* [Your task]
Which lines in the entries below contain the word "blue"? Report each of them in full.

* [Task material]
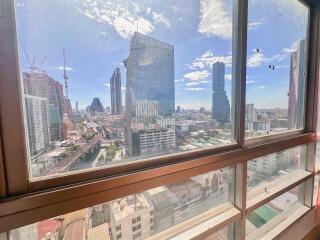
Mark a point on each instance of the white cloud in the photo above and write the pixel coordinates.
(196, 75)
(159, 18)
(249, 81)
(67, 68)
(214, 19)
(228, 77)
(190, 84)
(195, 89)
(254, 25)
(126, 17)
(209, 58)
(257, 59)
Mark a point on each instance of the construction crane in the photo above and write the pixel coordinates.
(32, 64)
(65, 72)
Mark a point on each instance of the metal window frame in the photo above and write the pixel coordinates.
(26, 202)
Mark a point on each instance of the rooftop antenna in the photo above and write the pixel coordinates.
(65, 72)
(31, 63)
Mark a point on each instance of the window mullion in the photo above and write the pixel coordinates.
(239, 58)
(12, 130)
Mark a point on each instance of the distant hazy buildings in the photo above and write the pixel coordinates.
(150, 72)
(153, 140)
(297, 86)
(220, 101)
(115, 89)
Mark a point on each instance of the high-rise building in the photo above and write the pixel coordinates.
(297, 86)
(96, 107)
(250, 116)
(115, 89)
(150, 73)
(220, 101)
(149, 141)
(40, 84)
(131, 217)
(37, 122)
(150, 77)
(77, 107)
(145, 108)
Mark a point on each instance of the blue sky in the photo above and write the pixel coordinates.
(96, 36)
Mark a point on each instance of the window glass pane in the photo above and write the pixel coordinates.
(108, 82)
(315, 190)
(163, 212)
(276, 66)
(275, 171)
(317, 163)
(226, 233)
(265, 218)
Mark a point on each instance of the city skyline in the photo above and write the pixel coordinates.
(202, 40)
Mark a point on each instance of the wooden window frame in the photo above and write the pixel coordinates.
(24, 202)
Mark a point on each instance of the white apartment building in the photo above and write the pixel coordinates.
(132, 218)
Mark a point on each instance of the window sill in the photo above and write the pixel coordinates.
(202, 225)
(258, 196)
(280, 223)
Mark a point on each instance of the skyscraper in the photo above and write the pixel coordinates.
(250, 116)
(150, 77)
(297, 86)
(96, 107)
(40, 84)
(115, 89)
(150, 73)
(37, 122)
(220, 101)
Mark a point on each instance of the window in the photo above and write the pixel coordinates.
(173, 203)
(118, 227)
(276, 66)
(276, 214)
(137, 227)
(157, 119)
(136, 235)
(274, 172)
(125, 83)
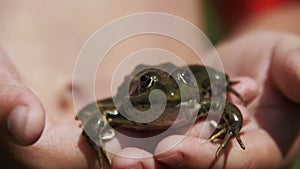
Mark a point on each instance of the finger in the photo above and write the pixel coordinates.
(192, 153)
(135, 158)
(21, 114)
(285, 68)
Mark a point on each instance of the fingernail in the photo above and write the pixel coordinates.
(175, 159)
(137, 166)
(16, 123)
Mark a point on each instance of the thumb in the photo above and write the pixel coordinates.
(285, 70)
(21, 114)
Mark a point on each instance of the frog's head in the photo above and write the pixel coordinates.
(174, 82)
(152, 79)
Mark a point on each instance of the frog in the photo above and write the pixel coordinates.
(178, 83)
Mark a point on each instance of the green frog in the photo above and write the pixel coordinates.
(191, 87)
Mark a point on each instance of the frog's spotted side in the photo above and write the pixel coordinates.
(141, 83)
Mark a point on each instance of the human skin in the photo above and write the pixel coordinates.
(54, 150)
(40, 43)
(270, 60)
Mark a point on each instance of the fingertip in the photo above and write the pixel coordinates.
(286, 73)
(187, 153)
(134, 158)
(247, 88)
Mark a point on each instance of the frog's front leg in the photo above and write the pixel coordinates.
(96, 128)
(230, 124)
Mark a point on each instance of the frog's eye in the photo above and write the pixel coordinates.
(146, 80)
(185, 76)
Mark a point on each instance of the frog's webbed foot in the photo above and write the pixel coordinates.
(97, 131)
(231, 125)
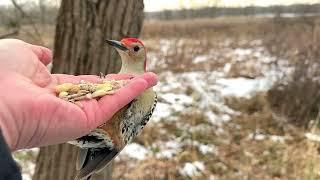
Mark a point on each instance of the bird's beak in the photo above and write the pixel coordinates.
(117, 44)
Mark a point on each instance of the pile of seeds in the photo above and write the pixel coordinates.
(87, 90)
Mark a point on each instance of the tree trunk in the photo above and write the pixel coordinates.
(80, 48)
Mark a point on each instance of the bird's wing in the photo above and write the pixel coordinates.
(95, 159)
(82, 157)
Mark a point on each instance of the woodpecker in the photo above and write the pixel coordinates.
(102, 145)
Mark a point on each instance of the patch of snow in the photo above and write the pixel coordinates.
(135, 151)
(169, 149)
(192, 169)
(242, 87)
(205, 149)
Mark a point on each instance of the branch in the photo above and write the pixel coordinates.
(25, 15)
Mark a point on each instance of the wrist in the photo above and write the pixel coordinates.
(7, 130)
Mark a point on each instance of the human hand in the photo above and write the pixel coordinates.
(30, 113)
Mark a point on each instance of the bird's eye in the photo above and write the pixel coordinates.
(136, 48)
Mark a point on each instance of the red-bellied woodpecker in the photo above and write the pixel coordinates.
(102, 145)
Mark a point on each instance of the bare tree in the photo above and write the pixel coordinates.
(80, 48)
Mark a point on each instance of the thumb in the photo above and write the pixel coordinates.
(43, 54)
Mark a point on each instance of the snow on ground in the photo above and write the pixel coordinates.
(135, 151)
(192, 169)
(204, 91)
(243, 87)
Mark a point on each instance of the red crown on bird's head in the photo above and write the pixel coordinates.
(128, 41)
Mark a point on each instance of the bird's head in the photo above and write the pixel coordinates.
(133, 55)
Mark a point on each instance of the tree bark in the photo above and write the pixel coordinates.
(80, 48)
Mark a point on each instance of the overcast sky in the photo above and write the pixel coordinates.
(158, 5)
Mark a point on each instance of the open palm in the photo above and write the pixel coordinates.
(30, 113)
* * *
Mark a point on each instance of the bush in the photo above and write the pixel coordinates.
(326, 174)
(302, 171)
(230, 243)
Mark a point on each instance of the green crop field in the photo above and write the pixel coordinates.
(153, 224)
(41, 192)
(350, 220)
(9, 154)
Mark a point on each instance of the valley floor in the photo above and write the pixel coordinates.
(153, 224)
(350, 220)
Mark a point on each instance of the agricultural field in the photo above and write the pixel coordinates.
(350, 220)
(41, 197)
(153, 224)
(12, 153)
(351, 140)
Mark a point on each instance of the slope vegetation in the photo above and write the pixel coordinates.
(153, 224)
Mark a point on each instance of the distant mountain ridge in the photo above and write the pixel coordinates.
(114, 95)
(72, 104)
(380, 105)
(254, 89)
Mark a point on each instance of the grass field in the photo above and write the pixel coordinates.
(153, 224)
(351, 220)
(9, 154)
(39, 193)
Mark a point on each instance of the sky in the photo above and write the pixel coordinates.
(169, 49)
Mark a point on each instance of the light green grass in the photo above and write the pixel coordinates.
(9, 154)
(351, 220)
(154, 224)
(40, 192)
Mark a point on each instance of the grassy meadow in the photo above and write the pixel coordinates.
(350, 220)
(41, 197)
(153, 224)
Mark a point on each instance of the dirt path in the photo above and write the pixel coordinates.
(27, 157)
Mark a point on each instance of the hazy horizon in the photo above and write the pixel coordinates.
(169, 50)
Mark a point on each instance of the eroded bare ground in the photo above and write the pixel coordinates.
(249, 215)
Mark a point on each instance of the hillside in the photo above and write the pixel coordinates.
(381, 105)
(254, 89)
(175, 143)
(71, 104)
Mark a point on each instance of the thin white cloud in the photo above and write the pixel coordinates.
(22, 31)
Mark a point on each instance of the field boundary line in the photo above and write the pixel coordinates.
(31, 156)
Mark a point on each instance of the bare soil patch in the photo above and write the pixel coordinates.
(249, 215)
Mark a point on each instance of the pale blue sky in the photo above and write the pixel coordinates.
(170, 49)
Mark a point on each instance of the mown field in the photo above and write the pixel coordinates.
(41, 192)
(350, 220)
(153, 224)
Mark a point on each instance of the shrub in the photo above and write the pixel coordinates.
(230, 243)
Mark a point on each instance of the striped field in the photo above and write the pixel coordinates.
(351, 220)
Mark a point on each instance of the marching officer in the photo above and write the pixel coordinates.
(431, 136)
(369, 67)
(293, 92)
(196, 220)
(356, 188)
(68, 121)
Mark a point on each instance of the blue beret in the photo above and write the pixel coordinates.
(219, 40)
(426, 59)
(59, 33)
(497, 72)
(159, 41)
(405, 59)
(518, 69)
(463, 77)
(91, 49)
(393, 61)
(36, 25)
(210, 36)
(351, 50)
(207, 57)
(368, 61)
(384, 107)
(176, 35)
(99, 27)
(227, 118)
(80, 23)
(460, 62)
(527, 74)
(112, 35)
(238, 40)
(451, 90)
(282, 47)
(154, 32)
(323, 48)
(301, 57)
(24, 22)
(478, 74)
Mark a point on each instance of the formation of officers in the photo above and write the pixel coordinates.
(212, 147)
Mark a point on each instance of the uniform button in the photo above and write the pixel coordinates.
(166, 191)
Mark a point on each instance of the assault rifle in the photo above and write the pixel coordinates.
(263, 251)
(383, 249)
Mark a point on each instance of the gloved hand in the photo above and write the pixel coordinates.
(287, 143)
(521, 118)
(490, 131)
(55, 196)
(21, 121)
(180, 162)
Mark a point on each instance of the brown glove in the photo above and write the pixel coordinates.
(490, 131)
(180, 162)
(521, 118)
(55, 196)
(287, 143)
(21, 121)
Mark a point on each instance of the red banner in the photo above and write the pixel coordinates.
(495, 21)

* [Output of the task]
Mark a point on each instance of the blue sky in the photo above and write the pixel coordinates.
Mark a point on each instance of the pale blue sky in the photo above and write the pixel coordinates.
Mark a point on each instance of the blue beret in the photo above and write the pixel coordinates.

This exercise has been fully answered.